• Written instruction: Reproduce the records verbatim from their first line through the line containing "221 96 L 223", inclusive.

## BEGIN

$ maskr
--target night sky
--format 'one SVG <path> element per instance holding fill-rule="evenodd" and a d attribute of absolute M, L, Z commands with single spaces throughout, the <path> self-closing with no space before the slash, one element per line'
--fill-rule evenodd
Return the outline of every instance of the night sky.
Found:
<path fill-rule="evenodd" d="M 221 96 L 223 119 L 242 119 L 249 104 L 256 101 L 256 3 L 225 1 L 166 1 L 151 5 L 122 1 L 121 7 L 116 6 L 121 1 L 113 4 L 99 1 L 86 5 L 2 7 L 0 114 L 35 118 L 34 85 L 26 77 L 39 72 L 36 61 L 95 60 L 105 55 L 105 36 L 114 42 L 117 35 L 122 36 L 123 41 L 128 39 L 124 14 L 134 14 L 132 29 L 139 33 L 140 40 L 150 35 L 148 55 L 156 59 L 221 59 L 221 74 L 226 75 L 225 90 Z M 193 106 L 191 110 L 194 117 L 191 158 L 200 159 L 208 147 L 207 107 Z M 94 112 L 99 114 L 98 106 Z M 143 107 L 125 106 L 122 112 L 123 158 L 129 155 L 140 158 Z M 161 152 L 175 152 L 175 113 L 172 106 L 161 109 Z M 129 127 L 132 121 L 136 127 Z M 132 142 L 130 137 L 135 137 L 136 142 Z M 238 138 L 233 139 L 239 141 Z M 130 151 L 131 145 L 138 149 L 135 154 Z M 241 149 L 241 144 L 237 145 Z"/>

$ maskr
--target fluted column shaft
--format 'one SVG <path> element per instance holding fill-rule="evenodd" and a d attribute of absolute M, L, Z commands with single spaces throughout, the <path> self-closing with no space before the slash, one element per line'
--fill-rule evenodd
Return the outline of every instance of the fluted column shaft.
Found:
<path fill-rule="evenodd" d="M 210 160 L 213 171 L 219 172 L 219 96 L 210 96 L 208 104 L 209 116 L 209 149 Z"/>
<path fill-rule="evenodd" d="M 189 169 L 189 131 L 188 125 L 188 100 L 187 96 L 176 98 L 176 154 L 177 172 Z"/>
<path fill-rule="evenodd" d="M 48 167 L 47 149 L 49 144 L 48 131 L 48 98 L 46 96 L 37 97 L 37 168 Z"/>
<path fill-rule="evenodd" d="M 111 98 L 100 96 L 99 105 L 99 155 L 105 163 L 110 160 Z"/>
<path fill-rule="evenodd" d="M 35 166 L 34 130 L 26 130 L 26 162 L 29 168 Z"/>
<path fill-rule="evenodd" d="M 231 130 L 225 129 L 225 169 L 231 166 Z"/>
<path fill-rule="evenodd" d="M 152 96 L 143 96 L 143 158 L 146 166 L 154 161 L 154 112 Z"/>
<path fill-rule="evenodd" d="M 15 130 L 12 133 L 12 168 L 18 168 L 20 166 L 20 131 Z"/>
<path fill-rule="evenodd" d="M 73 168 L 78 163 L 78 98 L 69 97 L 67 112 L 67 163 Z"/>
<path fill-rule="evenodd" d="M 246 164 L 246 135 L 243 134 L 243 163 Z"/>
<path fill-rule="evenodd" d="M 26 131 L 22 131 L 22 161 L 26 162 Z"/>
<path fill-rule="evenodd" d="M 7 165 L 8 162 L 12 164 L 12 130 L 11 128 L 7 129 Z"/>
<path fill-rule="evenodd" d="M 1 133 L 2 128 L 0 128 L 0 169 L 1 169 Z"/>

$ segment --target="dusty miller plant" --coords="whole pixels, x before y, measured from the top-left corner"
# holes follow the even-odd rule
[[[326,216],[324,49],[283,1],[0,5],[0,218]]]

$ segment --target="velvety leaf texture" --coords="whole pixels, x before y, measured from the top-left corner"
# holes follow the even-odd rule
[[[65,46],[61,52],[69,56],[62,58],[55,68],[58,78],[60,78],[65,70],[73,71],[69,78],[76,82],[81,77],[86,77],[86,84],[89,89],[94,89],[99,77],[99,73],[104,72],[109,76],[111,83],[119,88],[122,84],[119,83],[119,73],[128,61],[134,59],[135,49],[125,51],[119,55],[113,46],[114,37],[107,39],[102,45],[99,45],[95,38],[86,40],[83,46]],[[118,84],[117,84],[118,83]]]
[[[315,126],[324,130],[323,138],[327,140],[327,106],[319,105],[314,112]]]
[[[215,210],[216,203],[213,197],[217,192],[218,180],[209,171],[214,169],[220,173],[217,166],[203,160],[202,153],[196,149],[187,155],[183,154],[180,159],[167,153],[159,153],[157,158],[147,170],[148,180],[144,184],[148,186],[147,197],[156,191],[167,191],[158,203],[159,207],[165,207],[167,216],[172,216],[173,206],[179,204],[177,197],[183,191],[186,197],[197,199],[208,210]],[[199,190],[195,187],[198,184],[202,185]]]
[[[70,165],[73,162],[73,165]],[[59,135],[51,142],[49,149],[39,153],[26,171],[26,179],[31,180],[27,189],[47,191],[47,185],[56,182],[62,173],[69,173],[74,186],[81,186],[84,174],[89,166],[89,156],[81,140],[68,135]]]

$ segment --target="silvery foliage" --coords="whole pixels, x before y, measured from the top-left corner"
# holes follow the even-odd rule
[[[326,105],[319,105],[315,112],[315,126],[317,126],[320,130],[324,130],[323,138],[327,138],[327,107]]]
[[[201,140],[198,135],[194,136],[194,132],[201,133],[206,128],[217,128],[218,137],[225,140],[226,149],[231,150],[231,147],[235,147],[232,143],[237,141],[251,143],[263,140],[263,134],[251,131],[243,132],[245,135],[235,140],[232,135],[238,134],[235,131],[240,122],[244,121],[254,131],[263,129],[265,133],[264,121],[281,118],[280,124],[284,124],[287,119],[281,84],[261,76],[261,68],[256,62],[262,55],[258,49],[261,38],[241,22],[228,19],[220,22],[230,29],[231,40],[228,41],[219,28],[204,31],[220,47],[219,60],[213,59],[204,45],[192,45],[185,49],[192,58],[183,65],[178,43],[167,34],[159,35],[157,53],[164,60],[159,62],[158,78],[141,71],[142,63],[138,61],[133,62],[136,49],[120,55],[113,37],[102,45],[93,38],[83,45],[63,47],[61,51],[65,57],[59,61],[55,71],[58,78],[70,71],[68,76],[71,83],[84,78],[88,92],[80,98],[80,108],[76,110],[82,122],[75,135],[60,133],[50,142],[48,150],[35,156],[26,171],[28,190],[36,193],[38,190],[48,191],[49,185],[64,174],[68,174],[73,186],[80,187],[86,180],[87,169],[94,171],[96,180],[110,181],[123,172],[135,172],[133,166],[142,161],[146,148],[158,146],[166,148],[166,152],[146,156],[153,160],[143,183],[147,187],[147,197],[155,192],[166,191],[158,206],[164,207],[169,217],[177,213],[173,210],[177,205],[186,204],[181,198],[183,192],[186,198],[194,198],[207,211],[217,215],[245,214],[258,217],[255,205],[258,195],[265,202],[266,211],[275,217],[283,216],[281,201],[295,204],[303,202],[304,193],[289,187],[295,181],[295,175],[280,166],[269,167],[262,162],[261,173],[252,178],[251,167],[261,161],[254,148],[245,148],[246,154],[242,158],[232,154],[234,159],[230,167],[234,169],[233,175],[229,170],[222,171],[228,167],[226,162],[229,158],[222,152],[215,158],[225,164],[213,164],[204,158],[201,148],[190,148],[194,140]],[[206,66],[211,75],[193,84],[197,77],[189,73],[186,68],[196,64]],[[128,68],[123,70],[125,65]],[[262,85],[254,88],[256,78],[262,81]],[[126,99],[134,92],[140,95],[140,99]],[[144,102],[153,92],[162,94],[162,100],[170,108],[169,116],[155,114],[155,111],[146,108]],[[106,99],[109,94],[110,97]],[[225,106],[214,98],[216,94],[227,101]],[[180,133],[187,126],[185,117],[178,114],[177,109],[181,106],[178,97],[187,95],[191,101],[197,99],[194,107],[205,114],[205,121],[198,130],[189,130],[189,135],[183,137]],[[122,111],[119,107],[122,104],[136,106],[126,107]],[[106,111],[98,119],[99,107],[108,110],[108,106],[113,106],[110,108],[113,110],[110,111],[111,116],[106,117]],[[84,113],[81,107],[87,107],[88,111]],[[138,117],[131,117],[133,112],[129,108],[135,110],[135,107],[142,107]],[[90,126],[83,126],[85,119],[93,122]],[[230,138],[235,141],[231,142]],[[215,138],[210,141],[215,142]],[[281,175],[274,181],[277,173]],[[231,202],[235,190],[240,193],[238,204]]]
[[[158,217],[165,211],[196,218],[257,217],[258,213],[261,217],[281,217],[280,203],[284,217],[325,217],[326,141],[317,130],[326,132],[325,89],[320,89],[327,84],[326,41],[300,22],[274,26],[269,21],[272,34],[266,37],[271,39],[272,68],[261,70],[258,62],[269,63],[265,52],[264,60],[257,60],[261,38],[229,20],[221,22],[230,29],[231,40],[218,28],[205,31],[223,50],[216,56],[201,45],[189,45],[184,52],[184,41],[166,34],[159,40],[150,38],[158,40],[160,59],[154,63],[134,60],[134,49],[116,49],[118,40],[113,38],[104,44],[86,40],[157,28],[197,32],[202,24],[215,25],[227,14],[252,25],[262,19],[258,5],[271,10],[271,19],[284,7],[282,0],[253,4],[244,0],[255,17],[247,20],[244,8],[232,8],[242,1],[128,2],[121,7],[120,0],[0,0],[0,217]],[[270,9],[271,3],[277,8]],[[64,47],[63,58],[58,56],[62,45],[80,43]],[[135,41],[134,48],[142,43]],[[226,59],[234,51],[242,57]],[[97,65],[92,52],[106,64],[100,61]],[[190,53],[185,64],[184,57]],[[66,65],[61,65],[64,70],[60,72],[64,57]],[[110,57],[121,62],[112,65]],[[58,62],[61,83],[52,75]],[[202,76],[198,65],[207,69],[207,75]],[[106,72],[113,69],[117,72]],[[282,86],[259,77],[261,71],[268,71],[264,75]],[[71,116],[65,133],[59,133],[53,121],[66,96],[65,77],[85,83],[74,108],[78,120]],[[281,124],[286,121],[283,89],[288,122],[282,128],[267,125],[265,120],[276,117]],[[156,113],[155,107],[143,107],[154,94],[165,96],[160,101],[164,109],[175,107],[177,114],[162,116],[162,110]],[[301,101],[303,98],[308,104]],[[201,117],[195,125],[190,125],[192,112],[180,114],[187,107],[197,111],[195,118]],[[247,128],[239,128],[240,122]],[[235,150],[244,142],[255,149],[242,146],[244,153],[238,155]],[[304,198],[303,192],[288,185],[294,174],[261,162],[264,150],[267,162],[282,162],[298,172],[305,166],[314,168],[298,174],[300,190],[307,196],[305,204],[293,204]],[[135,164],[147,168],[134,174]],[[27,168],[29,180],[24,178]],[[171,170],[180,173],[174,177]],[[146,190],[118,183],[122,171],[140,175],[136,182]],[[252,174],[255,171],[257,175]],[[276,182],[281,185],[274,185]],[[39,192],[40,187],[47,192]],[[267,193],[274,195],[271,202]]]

## END

• Correct output:
$ maskr
--target night sky
--format 'one SVG <path> element per instance holding fill-rule="evenodd" and a d attribute of absolute M, L, Z commands with single spaces throughout, the <path> self-closing with no space before the slash, one element per line'
--fill-rule evenodd
Return the outline of every instance of the night sky.
Found:
<path fill-rule="evenodd" d="M 221 96 L 223 119 L 242 119 L 249 104 L 256 101 L 256 3 L 225 1 L 166 1 L 151 5 L 122 1 L 121 7 L 116 6 L 121 1 L 113 4 L 99 1 L 86 5 L 2 7 L 0 114 L 35 118 L 34 85 L 26 77 L 39 72 L 36 61 L 95 60 L 105 55 L 105 36 L 114 42 L 117 35 L 122 36 L 123 41 L 128 39 L 124 14 L 134 14 L 132 29 L 139 33 L 140 40 L 150 35 L 148 55 L 156 59 L 221 59 L 221 74 L 226 75 L 225 90 Z M 193 106 L 191 110 L 194 117 L 191 158 L 200 159 L 208 147 L 207 107 Z M 94 112 L 99 114 L 98 106 Z M 143 107 L 125 106 L 122 112 L 123 158 L 129 155 L 140 158 Z M 161 152 L 175 152 L 175 113 L 172 106 L 161 109 Z M 129 127 L 132 121 L 136 127 Z M 132 142 L 130 137 L 135 137 L 136 142 Z M 238 138 L 233 139 L 239 141 Z M 130 151 L 131 145 L 138 149 L 135 154 Z M 241 149 L 241 144 L 237 145 Z"/>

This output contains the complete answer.